** Task to complete **
Extract the complete listing and repeat it word for word.

** Data for this exercise **
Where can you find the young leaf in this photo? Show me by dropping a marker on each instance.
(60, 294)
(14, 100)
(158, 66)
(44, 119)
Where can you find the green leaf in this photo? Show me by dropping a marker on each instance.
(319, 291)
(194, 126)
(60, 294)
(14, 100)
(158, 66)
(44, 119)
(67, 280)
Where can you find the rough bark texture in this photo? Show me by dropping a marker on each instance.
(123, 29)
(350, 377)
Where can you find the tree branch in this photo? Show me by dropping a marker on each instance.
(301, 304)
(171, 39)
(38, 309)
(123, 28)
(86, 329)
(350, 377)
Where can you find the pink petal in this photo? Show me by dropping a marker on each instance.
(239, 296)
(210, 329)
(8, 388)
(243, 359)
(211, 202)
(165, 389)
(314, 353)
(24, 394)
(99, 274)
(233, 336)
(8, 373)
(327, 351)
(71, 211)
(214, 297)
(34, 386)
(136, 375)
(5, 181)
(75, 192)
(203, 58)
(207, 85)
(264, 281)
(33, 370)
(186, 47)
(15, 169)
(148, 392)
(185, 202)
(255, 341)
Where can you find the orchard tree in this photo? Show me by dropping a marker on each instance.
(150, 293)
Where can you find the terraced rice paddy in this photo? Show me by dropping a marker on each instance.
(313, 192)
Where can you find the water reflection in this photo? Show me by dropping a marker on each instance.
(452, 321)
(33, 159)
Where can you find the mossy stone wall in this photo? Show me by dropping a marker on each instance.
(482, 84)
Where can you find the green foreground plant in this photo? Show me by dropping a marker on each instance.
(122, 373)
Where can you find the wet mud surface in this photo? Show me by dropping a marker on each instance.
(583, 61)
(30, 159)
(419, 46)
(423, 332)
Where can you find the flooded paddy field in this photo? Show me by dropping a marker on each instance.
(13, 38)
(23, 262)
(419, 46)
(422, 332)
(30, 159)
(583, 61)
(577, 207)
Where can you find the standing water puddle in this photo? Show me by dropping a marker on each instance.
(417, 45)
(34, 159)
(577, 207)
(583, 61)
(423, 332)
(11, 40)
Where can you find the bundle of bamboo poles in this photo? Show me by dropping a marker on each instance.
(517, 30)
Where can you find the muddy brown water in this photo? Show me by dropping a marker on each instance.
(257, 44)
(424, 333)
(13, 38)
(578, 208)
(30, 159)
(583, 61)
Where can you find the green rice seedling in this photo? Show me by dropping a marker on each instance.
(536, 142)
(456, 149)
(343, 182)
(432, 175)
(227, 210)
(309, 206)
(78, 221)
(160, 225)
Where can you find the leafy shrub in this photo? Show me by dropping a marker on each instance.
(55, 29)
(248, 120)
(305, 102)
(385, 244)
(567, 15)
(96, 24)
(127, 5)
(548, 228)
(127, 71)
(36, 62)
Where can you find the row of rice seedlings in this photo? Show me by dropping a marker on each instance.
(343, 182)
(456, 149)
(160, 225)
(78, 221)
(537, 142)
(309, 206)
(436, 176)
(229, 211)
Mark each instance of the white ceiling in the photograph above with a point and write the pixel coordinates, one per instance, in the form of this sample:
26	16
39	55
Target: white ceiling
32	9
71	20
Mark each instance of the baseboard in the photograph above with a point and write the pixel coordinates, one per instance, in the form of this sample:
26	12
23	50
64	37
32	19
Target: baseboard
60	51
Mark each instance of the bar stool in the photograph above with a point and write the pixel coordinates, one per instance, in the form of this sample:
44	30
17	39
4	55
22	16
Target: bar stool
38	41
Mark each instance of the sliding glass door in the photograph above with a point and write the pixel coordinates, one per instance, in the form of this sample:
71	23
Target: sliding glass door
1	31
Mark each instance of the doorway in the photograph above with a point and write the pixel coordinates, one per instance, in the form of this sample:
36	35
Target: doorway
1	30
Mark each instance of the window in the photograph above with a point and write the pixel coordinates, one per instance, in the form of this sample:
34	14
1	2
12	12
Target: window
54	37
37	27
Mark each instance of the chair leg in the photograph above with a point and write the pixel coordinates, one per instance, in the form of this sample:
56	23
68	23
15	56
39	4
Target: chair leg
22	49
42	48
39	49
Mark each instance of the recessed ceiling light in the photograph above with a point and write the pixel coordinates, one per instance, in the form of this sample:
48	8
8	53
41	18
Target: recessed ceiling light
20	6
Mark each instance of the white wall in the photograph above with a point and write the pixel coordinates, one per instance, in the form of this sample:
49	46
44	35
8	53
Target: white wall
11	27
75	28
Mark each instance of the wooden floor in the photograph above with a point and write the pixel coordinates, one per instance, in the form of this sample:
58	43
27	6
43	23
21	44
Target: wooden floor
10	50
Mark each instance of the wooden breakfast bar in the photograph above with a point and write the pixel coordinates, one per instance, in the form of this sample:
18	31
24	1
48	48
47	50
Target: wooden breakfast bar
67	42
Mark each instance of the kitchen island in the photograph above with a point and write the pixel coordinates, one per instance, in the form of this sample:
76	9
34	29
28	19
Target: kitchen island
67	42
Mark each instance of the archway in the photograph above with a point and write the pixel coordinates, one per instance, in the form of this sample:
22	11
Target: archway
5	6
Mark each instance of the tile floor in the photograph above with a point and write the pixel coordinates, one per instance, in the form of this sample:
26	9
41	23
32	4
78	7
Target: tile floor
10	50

** Response to this exercise **
Where can you find the young leaf in this photo? Show me by dropping a marker on each instance.
(60, 294)
(14, 100)
(158, 66)
(44, 119)
Where can you find the green leaf in this photo? Show me by dropping a marker on each instance.
(319, 291)
(194, 126)
(60, 294)
(14, 100)
(158, 66)
(44, 119)
(67, 280)
Where can you find the rough bark texture in this photo? Show me by dropping a marker on each instance.
(123, 29)
(350, 377)
Where can you find the tree branch in this photo? Show me by dropping a marker on each instance.
(301, 304)
(171, 39)
(38, 309)
(123, 28)
(86, 329)
(350, 377)
Where can you find the pink petal in this photo? Show me by dropping a marker on each instance.
(239, 296)
(210, 329)
(8, 388)
(243, 359)
(211, 202)
(165, 389)
(314, 353)
(24, 394)
(99, 274)
(233, 336)
(8, 373)
(327, 351)
(71, 211)
(214, 297)
(34, 386)
(136, 375)
(5, 181)
(75, 192)
(203, 58)
(207, 85)
(264, 281)
(33, 370)
(186, 47)
(15, 169)
(148, 392)
(185, 202)
(255, 341)
Where can you find the orchard tree in this photo? Show me by dropping a marker on each instance.
(150, 293)
Where can you find the terraced rice paddy in this photo? Show me by dropping a marker on each instance.
(313, 192)
Where can you find the water reflection in this photo? Show me by dropping a marker on each instance.
(452, 321)
(33, 159)
Where can you find the mossy stone wall in this photo? Show me by dropping a marker on each instance.
(482, 84)
Where can you find the green foreground plant in this photo? Show me by dropping a marker on each instance.
(122, 373)
Where can you find the wet mud surface in this photo? Show me by dropping a marker on each instance.
(583, 61)
(30, 159)
(419, 46)
(423, 332)
Where can you find the flooded paddy field in this photo? Show me by dropping a marker on each instance.
(13, 38)
(23, 262)
(419, 46)
(422, 332)
(30, 159)
(583, 61)
(577, 207)
Where can you find the standing water puddle in this photo? Show me by dropping a marker on each instance.
(417, 45)
(34, 159)
(577, 207)
(583, 61)
(423, 332)
(11, 40)
Where can you find the bundle of bamboo poles in this photo? Show me by dropping a marker on each instance.
(517, 30)
Where can you find the muddy brown water in this photo? Show me by dropping a marker on each instance.
(257, 44)
(424, 333)
(13, 38)
(578, 208)
(30, 159)
(583, 61)
Where can you find the green rice seedling in this photo? Show me by dropping a marker on each instance.
(536, 142)
(456, 149)
(343, 182)
(432, 175)
(227, 210)
(309, 206)
(78, 221)
(160, 225)
Where can you find the leafy shrub in this photo? Show me by dropping a marker on each instance.
(55, 29)
(248, 120)
(305, 102)
(385, 244)
(567, 15)
(96, 24)
(127, 5)
(548, 228)
(127, 71)
(36, 62)
Where can you find the row of rice seedlings in this photo? Show me by dropping a marker on each instance.
(343, 182)
(456, 149)
(160, 225)
(78, 221)
(537, 142)
(309, 206)
(436, 176)
(229, 211)
Mark each instance of the white ceiling in the photograph above with a point and write the pixel coordinates, one per instance, in the form of this sample:
26	16
39	55
Target: white ceiling
32	9
71	20
Mark each instance of the baseboard in the photograph above with a point and write the pixel coordinates, one per instance, in the form of this sample:
26	12
23	50
64	37
32	19
Target: baseboard
60	51
Mark each instance of the bar stool in the photograph above with a point and write the pixel coordinates, one per instance, in the form of this sample:
44	30
17	39
4	55
22	16
Target: bar stool
38	41
Mark each instance of the sliding glass door in the photograph above with a point and write the pixel coordinates, one per instance, in the form of this sample:
71	23
Target: sliding glass door
1	31
Mark each instance of the doorway in the photograph above with a point and write the pixel coordinates, one per instance, in the form of this sample:
36	35
Target: doorway
1	30
Mark each instance of the window in the photograph above with a point and write the pixel coordinates, one per instance, in the form of this sample:
34	14
1	2
12	12
Target: window
54	37
37	27
Mark each instance of the chair leg in the photograph above with a point and write the pixel coordinates, one per instance, in the form of this sample:
56	23
68	23
15	56
39	4
Target: chair leg
22	49
42	48
39	49
Mark each instance of the recessed ceiling light in the photograph above with a point and write the pixel coordinates, one per instance, in the form of this sample:
48	8
8	53
41	18
Target: recessed ceiling light
20	6
Mark each instance of the white wall in the photograph above with a point and write the pixel coordinates, one per instance, in the form of this sample:
49	46
44	35
8	53
Target: white wall
11	27
75	28
Mark each instance of the wooden floor in the photograph above with a point and write the pixel coordinates, one per instance, in the form of this sample:
58	43
27	6
43	23
21	44
Target: wooden floor
10	50
Mark each instance of the wooden breakfast bar in the photograph above with a point and write the pixel coordinates, one per instance, in the form of this sample:
18	31
24	1
48	48
47	50
Target: wooden breakfast bar
67	42
Mark each instance of the kitchen island in the photograph above with a point and write the pixel coordinates, one per instance, in the form of this sample:
76	9
34	29
28	19
Target: kitchen island
67	42
Mark each instance of the archway in the photograph above with a point and write the pixel coordinates, one per instance, in the form of this sample:
22	11
Target: archway
5	6
Mark each instance of the tile floor in the photograph above with a point and write the pixel coordinates, one per instance, in the form of this sample:
26	9
41	23
32	4
78	7
Target: tile floor
10	50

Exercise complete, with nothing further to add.